= Sugamo child abandonment case =

1988 incident in Tokyo, Japan

The Sugamo child-abandonment case (巣鴨子供置き去り事件, Sugamo kodomo okizari jiken) was a situation uncovered in 1988 in Tokyo's Toshima Ward. It involved a woman who abandoned her five young children for months, resulting in the death of two. The names of the children were never released and were referred to simply as Children A, B, C, D, and E. The incident was covered extensively by both Japanese and international media, and was later the basis of the 2004 drama film Nobody Knows.

==Background==
Child A, a boy, was born in 1973; Child B in 1981. Child C died soon after birth in 1984. Children D and E were born in 1985 and 1986 respectively. All of the children had different fathers. Although it is unclear, it appears that besides Child A, several (perhaps all) of the other children were unregistered. None of the children attended school. In Autumn 1987, having met a new boyfriend, the mother placed Child A in charge of the others, leaving him with ¥50,000 (around US$350 at the time) for their living expenses in their Tokyo apartment.

==Discovery==
On April 14, 1988, the youngest, Child E, was assaulted by friends of Child A (known only as Friend A and Friend B), and died as a result. On July 17 of the same year, acting on a tip from the landlord, Sugamo officials entered the apartment and discovered the severely malnourished Child A (then 14), Child B (seven), and Child D (three). They also found the body of Child C, but not Child E. The information given by the children was vague. It was determined that the malnourishment was caused in part by the children's diet, which consisted largely of food bought at convenience stores.

════════════════

* TASK:
Summarize the Sugamo case article in two sentences.

(Rows from a dataset)
════════════════

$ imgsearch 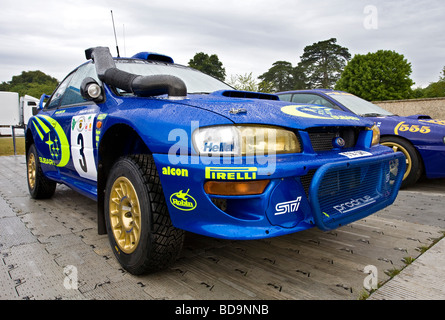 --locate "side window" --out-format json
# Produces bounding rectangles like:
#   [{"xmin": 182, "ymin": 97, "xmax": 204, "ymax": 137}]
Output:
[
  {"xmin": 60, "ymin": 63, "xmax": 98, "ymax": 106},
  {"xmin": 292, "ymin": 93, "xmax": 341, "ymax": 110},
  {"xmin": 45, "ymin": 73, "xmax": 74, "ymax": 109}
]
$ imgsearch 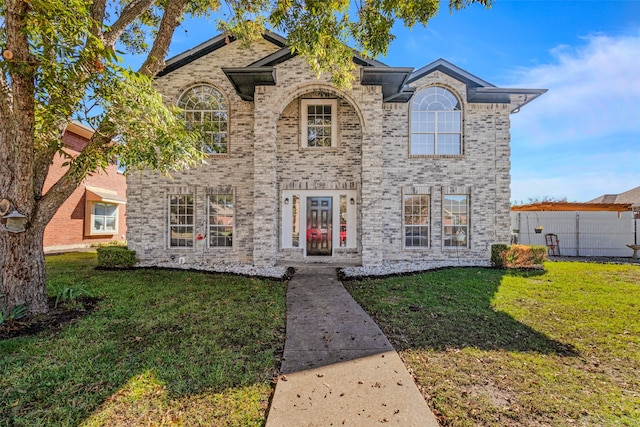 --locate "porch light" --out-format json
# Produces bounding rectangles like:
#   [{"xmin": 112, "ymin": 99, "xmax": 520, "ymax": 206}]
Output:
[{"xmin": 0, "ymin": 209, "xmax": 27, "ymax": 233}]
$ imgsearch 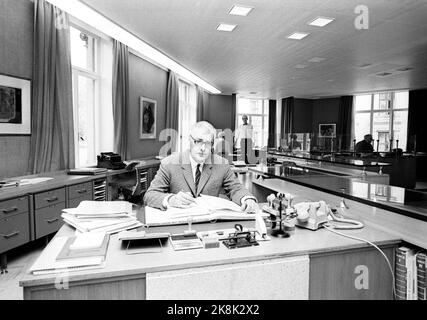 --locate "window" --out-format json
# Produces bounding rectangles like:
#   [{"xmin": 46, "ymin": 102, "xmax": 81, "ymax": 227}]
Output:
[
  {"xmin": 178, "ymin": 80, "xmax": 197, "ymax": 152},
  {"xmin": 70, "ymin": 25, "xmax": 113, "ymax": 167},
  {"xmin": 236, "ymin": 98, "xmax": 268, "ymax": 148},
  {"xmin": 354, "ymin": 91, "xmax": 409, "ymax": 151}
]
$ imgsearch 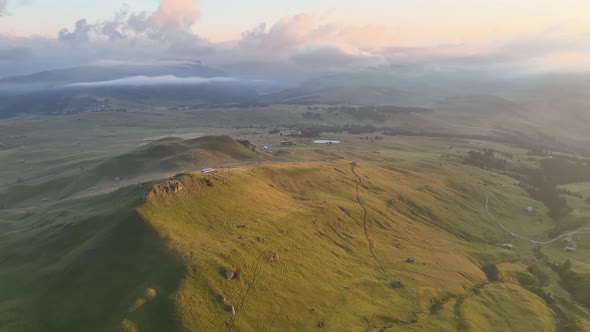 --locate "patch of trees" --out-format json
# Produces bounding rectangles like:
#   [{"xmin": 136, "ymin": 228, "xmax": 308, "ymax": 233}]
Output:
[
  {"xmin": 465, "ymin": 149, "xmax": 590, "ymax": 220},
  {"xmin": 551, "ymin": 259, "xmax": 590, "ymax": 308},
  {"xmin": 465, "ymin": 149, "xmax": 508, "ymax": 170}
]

════════════════

* SOLUTION TO THE EXERCISE:
In 1988 in Tokyo's Toshima Ward, it came to light that a woman had abandoned her five young children for months, two of whom died, and the case later became the basis of the 2004 film Nobody Knows. After the mother left Child A in charge with ¥50,000 in autumn 1987, Child E died from an assault by Child A's friends in April 1988, and in July officials entered the apartment to find Child A, Child B, and Child D severely malnourished, along with the body of Child C.